─── Data provided
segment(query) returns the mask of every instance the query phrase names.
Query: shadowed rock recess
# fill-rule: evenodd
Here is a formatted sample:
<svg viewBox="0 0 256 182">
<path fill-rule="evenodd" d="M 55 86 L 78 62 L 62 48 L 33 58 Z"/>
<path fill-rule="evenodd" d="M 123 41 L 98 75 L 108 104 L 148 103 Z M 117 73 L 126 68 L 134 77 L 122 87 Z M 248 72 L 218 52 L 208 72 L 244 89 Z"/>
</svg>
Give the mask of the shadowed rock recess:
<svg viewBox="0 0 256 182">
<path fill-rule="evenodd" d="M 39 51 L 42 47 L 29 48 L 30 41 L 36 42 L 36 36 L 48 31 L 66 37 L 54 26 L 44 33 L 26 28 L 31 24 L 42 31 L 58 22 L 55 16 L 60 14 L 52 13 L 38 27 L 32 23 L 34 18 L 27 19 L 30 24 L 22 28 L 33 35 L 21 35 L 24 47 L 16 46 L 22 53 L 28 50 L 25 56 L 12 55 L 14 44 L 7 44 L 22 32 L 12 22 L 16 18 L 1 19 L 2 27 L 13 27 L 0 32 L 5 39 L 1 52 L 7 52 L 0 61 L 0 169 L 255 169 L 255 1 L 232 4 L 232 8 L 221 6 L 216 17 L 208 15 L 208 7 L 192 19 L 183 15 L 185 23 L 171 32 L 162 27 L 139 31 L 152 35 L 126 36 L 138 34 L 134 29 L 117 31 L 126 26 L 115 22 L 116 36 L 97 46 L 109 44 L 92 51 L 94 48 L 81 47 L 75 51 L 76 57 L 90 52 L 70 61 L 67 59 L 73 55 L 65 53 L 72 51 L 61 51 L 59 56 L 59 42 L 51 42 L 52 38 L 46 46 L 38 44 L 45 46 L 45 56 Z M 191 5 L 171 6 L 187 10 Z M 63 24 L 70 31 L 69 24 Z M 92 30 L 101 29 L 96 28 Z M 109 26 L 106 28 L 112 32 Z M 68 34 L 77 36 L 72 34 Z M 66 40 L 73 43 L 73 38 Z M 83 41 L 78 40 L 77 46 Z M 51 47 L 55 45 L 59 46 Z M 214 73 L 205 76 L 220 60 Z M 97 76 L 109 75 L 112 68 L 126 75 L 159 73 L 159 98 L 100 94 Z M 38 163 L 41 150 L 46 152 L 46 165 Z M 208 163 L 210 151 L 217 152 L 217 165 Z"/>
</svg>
──────
## Set problem
Copy every one of the rows above verbatim, without changing a single character.

## Response
segment(query) returns the mask of every instance the query phrase names.
Query: shadowed rock recess
# fill-rule: evenodd
Here is a formatted sample:
<svg viewBox="0 0 256 182">
<path fill-rule="evenodd" d="M 55 86 L 78 62 L 62 48 L 33 58 Z"/>
<path fill-rule="evenodd" d="M 123 41 L 98 75 L 108 104 L 148 103 Z M 117 73 L 126 68 L 134 77 L 122 87 Z M 248 72 L 218 52 L 208 72 L 244 89 Z"/>
</svg>
Give the mask of the shadowed rock recess:
<svg viewBox="0 0 256 182">
<path fill-rule="evenodd" d="M 39 51 L 42 47 L 29 48 L 30 41 L 36 42 L 36 36 L 48 31 L 66 37 L 54 26 L 44 33 L 26 28 L 31 24 L 42 31 L 58 22 L 55 16 L 60 14 L 52 13 L 38 27 L 32 23 L 34 18 L 27 19 L 30 24 L 22 28 L 33 35 L 21 35 L 24 47 L 16 46 L 22 53 L 28 50 L 25 56 L 12 55 L 14 44 L 7 44 L 22 32 L 12 22 L 16 18 L 1 19 L 2 27 L 13 27 L 0 32 L 5 39 L 1 52 L 7 52 L 0 61 L 0 169 L 255 169 L 255 1 L 232 4 L 232 8 L 221 6 L 216 17 L 208 15 L 208 7 L 192 19 L 183 15 L 185 23 L 171 32 L 162 27 L 139 31 L 152 35 L 126 36 L 138 34 L 134 29 L 117 31 L 126 26 L 115 22 L 116 36 L 97 46 L 109 44 L 92 51 L 94 48 L 81 47 L 75 51 L 76 57 L 90 52 L 70 61 L 67 59 L 73 55 L 65 53 L 72 51 L 61 51 L 59 56 L 59 42 L 51 42 L 52 38 L 46 46 L 38 44 L 45 46 L 45 56 Z M 191 5 L 171 6 L 187 10 Z M 63 24 L 70 31 L 69 24 Z M 92 30 L 101 29 L 96 28 Z M 109 26 L 106 28 L 112 32 Z M 68 34 L 77 36 L 72 34 Z M 66 40 L 73 43 L 73 38 Z M 83 41 L 78 40 L 77 46 Z M 51 47 L 55 45 L 59 46 Z M 214 73 L 205 76 L 220 60 Z M 97 76 L 109 75 L 112 68 L 126 75 L 159 73 L 159 98 L 100 94 Z M 38 163 L 41 150 L 46 152 L 46 165 Z M 208 163 L 210 151 L 217 152 L 217 165 Z"/>
</svg>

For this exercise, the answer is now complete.